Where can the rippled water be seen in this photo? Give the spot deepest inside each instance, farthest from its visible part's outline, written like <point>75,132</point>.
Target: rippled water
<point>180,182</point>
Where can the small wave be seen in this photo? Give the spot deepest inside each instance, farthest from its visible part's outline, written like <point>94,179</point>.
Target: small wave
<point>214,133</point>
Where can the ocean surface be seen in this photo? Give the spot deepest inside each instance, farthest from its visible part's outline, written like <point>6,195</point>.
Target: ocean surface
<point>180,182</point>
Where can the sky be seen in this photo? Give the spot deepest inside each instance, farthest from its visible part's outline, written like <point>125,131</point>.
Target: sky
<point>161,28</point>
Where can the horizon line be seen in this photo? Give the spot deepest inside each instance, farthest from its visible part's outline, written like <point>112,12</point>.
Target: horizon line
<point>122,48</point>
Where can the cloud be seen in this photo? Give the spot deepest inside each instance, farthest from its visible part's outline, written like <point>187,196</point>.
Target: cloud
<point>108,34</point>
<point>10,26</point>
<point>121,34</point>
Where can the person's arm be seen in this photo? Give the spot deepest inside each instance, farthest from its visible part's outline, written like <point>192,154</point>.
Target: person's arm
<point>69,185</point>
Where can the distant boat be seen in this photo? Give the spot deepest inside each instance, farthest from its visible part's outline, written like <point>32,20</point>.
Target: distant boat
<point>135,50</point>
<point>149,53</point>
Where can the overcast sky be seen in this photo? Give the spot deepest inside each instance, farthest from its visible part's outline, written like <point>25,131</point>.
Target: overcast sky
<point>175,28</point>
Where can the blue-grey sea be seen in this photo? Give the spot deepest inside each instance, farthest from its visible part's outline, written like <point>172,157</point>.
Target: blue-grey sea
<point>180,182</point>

━━━━━━

**REQUIRED WORK**
Output all of the material exactly as written.

**FINAL ANSWER**
Where can the rippled water be seen in this photo? Give the spot deepest inside each instance, farthest from its visible part's outline, written like <point>75,132</point>.
Target: rippled water
<point>180,182</point>
Where can the small wave be seen in this photo? Give the spot deepest inside each instance, farthest from its visible part's outline, written like <point>94,179</point>.
Target: small wave
<point>214,133</point>
Where can the ocean surface be seen in this photo? Give the spot deepest inside each instance, farthest from its visible part's outline, written like <point>6,195</point>.
Target: ocean surface
<point>180,182</point>
Where can the sky be seen in this photo? Give the spot deepest inside each instance, farthest from its visible part's outline, written like <point>125,131</point>.
Target: sky
<point>161,28</point>
Where can the horizon line be seen in this photo? Give the spot deepest inside each instance, farthest from its visible part's outline, written like <point>112,12</point>.
Target: horizon line
<point>122,48</point>
Where can the cloud be seen in this photo? Give the spot deepest inside each instance, farthest from its visible part's outline, written like <point>187,196</point>.
Target: cloud
<point>108,34</point>
<point>10,26</point>
<point>121,34</point>
Where can the person's arm be seen in this photo? Give the spot deepest inside each instance, farthest from its visible part's outline, written like <point>192,154</point>.
Target: person's arm
<point>69,185</point>
Where can the distant boat be seen in this photo? Give the spot deepest inside each instance, farthest from its visible part's outline, written like <point>32,20</point>.
Target: distant boat
<point>135,50</point>
<point>149,53</point>
Where can the overcast sky be seen in this photo? Give the spot deepest inside each instance, farthest from its visible part's outline, written like <point>25,131</point>.
Target: overcast sky
<point>175,28</point>
Where can the blue-grey sea be seen in this photo? Give the spot deepest inside each instance, farthest from its visible part's outline, written like <point>172,157</point>.
Target: blue-grey sea
<point>180,182</point>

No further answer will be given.